**Task directions**
With the images left out, print all of the records below exactly.
(Beginning of Given information)
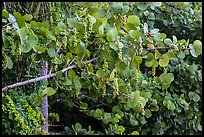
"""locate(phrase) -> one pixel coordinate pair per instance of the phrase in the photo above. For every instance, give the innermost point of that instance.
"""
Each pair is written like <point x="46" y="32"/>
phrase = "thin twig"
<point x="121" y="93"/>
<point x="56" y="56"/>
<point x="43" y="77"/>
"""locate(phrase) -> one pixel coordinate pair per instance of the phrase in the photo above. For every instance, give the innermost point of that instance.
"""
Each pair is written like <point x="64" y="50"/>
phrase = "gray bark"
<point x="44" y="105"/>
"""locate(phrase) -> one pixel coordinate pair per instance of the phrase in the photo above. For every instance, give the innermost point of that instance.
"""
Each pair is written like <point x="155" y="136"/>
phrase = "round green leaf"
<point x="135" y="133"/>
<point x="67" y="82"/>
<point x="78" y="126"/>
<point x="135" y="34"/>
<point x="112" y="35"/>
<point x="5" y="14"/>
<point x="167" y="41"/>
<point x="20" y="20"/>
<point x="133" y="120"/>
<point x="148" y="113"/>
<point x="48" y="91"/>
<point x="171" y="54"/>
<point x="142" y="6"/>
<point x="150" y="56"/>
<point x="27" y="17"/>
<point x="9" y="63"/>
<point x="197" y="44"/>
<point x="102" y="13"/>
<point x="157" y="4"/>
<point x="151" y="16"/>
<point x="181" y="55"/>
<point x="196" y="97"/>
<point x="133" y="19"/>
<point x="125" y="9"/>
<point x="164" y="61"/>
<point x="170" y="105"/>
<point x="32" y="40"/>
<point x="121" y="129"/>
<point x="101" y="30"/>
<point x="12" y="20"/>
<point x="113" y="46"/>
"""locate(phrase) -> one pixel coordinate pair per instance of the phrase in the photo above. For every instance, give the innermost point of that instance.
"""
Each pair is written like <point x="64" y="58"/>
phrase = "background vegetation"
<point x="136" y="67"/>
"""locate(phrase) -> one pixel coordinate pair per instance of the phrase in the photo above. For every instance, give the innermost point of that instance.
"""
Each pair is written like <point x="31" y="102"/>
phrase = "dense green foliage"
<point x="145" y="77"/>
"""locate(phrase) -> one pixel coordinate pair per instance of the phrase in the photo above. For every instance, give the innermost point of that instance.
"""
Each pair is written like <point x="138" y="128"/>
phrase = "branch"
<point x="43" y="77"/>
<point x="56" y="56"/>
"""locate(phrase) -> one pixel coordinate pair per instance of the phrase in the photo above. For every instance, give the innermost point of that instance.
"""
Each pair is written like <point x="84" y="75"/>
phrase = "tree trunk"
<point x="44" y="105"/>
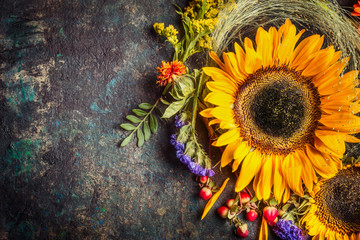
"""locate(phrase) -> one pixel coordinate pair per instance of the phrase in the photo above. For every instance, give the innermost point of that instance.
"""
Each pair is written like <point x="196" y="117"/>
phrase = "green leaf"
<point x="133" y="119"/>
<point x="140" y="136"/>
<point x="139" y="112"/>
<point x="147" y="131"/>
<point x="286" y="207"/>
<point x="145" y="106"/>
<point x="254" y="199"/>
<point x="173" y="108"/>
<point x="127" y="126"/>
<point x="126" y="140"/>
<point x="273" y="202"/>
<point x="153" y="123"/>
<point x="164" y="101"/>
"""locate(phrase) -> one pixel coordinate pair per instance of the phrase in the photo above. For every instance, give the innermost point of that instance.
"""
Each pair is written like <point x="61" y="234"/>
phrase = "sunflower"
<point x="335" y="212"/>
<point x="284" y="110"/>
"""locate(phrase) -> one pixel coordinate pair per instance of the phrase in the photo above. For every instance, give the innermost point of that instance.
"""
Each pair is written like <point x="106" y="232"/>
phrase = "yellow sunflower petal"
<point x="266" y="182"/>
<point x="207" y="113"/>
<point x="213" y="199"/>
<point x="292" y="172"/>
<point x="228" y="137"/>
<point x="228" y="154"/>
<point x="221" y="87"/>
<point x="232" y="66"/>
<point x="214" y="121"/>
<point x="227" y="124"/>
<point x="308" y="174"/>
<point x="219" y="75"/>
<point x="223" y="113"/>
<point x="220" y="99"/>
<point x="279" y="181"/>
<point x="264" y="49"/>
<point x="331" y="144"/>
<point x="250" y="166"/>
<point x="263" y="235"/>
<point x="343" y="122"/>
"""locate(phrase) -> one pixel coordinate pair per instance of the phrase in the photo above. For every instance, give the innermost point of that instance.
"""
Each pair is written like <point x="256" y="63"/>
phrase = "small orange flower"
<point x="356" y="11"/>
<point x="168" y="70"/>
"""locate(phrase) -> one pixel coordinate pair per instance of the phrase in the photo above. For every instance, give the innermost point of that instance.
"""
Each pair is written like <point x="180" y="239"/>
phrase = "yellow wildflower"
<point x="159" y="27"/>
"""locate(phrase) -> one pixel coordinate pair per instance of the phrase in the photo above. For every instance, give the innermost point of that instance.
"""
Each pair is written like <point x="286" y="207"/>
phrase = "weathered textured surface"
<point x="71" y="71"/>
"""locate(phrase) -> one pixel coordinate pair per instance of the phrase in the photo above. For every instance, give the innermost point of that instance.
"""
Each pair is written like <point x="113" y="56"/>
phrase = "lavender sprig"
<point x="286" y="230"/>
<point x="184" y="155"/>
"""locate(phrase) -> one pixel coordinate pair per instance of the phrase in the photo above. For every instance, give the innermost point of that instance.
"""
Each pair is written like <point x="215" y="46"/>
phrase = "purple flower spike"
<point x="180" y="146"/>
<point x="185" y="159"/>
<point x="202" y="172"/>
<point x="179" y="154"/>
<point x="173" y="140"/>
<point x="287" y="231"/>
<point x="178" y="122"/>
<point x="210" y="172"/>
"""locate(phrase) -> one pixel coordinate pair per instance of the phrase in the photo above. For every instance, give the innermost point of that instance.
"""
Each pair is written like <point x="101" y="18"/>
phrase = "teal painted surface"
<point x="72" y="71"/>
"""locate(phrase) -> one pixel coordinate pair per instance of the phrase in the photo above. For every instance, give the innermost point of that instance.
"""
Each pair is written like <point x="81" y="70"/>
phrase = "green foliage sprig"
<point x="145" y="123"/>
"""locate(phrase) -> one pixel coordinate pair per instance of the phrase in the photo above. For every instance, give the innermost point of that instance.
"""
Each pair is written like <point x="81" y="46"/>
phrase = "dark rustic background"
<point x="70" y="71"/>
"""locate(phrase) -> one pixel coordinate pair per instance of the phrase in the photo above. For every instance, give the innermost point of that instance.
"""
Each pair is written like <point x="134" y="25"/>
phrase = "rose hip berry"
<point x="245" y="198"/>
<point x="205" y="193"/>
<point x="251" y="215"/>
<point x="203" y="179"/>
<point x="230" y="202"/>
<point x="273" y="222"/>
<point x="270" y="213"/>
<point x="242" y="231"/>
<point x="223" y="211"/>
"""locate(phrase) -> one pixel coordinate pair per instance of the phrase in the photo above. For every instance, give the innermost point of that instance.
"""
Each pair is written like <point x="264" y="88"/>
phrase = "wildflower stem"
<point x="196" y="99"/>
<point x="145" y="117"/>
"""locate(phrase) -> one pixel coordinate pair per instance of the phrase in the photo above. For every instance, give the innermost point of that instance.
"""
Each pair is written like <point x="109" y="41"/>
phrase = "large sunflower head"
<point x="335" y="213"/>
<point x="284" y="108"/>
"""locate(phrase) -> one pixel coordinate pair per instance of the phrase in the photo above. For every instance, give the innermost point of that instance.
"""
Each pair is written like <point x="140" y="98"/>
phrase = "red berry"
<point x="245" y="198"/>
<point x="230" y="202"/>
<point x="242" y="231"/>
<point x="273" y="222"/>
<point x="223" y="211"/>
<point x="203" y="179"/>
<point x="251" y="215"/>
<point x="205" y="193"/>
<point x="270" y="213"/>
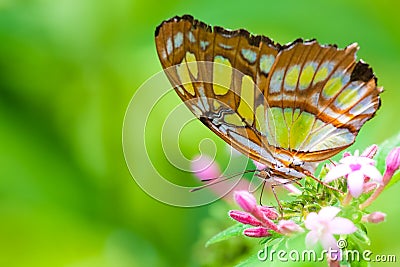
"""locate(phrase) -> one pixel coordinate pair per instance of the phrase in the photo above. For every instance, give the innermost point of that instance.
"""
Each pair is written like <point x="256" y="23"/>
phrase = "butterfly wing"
(End of Given information)
**Answer space**
"""locate(phrase) -> one pixel coordinate pair per instance of the phrase in the photo above. For every instance, give the innermost point of that instance.
"""
Each pair is written like <point x="46" y="32"/>
phrase = "thin twig"
<point x="121" y="93"/>
<point x="56" y="56"/>
<point x="43" y="77"/>
"""locate(phrase) -> one pixel coordinate pair per instance of the phrase in the photo above. For every instance, give the innermost point of that instance.
"""
Each pair is written like <point x="64" y="50"/>
phrase = "gray bark"
<point x="44" y="105"/>
"""locate(phrase) -> one pixel coordinate pair per instance of the phrase in the photo above. For every instance, give the innermost point of that instance.
"""
Each pair is written like <point x="155" y="136"/>
phrase = "round green leaf"
<point x="135" y="133"/>
<point x="67" y="82"/>
<point x="78" y="126"/>
<point x="135" y="34"/>
<point x="112" y="35"/>
<point x="5" y="14"/>
<point x="167" y="41"/>
<point x="20" y="20"/>
<point x="133" y="120"/>
<point x="148" y="113"/>
<point x="48" y="91"/>
<point x="171" y="54"/>
<point x="142" y="6"/>
<point x="150" y="56"/>
<point x="27" y="17"/>
<point x="9" y="63"/>
<point x="197" y="44"/>
<point x="102" y="13"/>
<point x="157" y="4"/>
<point x="151" y="16"/>
<point x="181" y="55"/>
<point x="196" y="97"/>
<point x="133" y="19"/>
<point x="125" y="9"/>
<point x="164" y="61"/>
<point x="170" y="105"/>
<point x="32" y="40"/>
<point x="121" y="129"/>
<point x="101" y="30"/>
<point x="12" y="20"/>
<point x="113" y="46"/>
"""locate(phrase) -> one pixel coordinate pair per instance of the phrase in the photo above. For every instance, give the innermost point of that instance.
"""
Each pair is written like <point x="64" y="58"/>
phrase = "background vegetation"
<point x="136" y="67"/>
"""locate(phrase) -> one pixel coordinate pair per instance of the phrase in the photo above. For every instance, give the innermost point of that instance.
"""
Each pair is written like <point x="31" y="102"/>
phrase = "dense green foliage"
<point x="145" y="77"/>
"""locate(phrase) -> one pixel coordinate pair per instance of the phrase in the photo above. For every instance, give the innermost point of that instance.
"""
Each pair is written like <point x="138" y="128"/>
phrase = "branch"
<point x="43" y="77"/>
<point x="56" y="56"/>
"""locate(phrase) -> one pixel coordinate pair per instance of the phrase in the photo above. For every instance, give the innermost point of that instance.
"""
Each pair is written like <point x="84" y="75"/>
phrase = "tree trunk"
<point x="44" y="105"/>
"""locate(phrase) -> one pixel coordinate pair per instance of the phrase in the photo above. For every instance, give the innermost point of that instance.
"""
Each pair is written like <point x="196" y="117"/>
phrase = "green leaf"
<point x="133" y="119"/>
<point x="140" y="136"/>
<point x="139" y="112"/>
<point x="147" y="131"/>
<point x="286" y="207"/>
<point x="145" y="106"/>
<point x="254" y="199"/>
<point x="173" y="108"/>
<point x="127" y="126"/>
<point x="126" y="140"/>
<point x="273" y="202"/>
<point x="153" y="123"/>
<point x="164" y="101"/>
"""locate(phrase) -> one pixel coordinate pair per instance of the phrase in the photo above. For every instance, give the innermost point of that instance.
"""
Each pair is written like <point x="61" y="234"/>
phrase = "sunflower"
<point x="335" y="212"/>
<point x="284" y="110"/>
"""locate(phrase) -> one pixel coordinate pair per instance of the phrase in the photo above. For every instance, give the innermost point of that instance.
"""
Each pair is written like <point x="106" y="232"/>
phrase = "yellow sunflower petal"
<point x="266" y="182"/>
<point x="207" y="113"/>
<point x="213" y="199"/>
<point x="292" y="172"/>
<point x="228" y="137"/>
<point x="228" y="154"/>
<point x="221" y="87"/>
<point x="232" y="66"/>
<point x="214" y="121"/>
<point x="227" y="124"/>
<point x="308" y="174"/>
<point x="219" y="75"/>
<point x="223" y="113"/>
<point x="220" y="99"/>
<point x="279" y="181"/>
<point x="264" y="49"/>
<point x="331" y="144"/>
<point x="250" y="166"/>
<point x="263" y="235"/>
<point x="343" y="122"/>
"""locate(phrase) -> one pixel coordinate pair per instance of the phrase in the photo above. For every instance, give the innermost point of that instance.
"""
Each pair is written like <point x="256" y="63"/>
phrase = "small orange flower"
<point x="356" y="11"/>
<point x="168" y="70"/>
"""locate(phrase) -> one pixel coordinate pair per instance of the phrase in the photo above. For every instance, give the innermost point of that instance.
"""
Each pair is written like <point x="180" y="239"/>
phrase = "yellow wildflower"
<point x="159" y="27"/>
"""locate(phrase) -> one pixel coordinate pair per instance of the phrase in the photo above. For every instance, give the innermost point of that instance.
"""
Each pair is written like <point x="286" y="207"/>
phrase = "weathered textured surface"
<point x="71" y="71"/>
"""locate(phrase) -> one pixel coordinate pair per instance of the phrase in the photo above. For every instance, give the innermost point of that instance.
"""
Each pair is written like <point x="113" y="56"/>
phrase = "lavender sprig"
<point x="286" y="230"/>
<point x="184" y="155"/>
"""locate(phrase) -> one pixel coordinate pair per instance of the phrase in the photo above. For every instance, give the innermost point of that instance.
"""
Each pair is written like <point x="215" y="46"/>
phrase = "purple flower spike"
<point x="180" y="146"/>
<point x="185" y="159"/>
<point x="202" y="172"/>
<point x="179" y="154"/>
<point x="173" y="140"/>
<point x="287" y="231"/>
<point x="178" y="122"/>
<point x="210" y="172"/>
"""locate(phrase) -> one pixel coordinate pair per instance of the phrase in the photo above. For every instance, give the innermost point of that instance.
"""
Each pair is written like <point x="101" y="18"/>
phrase = "teal painted surface"
<point x="72" y="71"/>
"""locate(phrase) -> one pixel coordinate pair per instance of the phrase in the photo above. For every instance, give the innermost point of that instance.
"""
Each pair is written like <point x="81" y="70"/>
phrase = "green foliage sprig"
<point x="145" y="123"/>
"""locate(phrase) -> one pixel coordinate pair per instance of the phrase in the photo above. For every instance, give the innermost point of that instance.
"""
Each pair is written like <point x="81" y="46"/>
phrase = "dark rustic background"
<point x="70" y="71"/>
"""locate(phrase) -> one pixel coordinate pair per instance of the phrase in the photo above. For every instance, give the innermost point of that instance.
"""
Each pair is written like <point x="134" y="25"/>
phrase = "rose hip berry"
<point x="245" y="198"/>
<point x="205" y="193"/>
<point x="251" y="215"/>
<point x="203" y="179"/>
<point x="230" y="202"/>
<point x="273" y="222"/>
<point x="270" y="213"/>
<point x="242" y="231"/>
<point x="223" y="211"/>
"""locate(phrase) -> one pixel coordinate pair per instance of the phrase in the photo above. For every instance, give the innermost point of that instance.
"""
Each pair is written like <point x="264" y="88"/>
phrase = "wildflower stem"
<point x="196" y="99"/>
<point x="145" y="117"/>
"""locate(phrase) -> one pixel coordinate pair per instance of the phrase in the photo above. For every instance, give the innermost point of that instance.
"""
Each pair is written like <point x="109" y="41"/>
phrase = "large sunflower head"
<point x="335" y="213"/>
<point x="284" y="108"/>
"""locate(phrase) -> one pixel coordinate pair per instance of the phrase in the photo above. For every instance, give the innermost point of that instance.
"""
Each pair is written like <point x="140" y="98"/>
phrase = "red berry"
<point x="245" y="198"/>
<point x="230" y="202"/>
<point x="242" y="231"/>
<point x="273" y="222"/>
<point x="223" y="211"/>
<point x="203" y="179"/>
<point x="251" y="215"/>
<point x="205" y="193"/>
<point x="270" y="213"/>
"""locate(phrase) -> one pixel coordinate pair per instance of the phrase in the photo above. For every instance, give the innermost point of that instance.
"""
Each pair is written like <point x="256" y="23"/>
phrase = "butterfly wing"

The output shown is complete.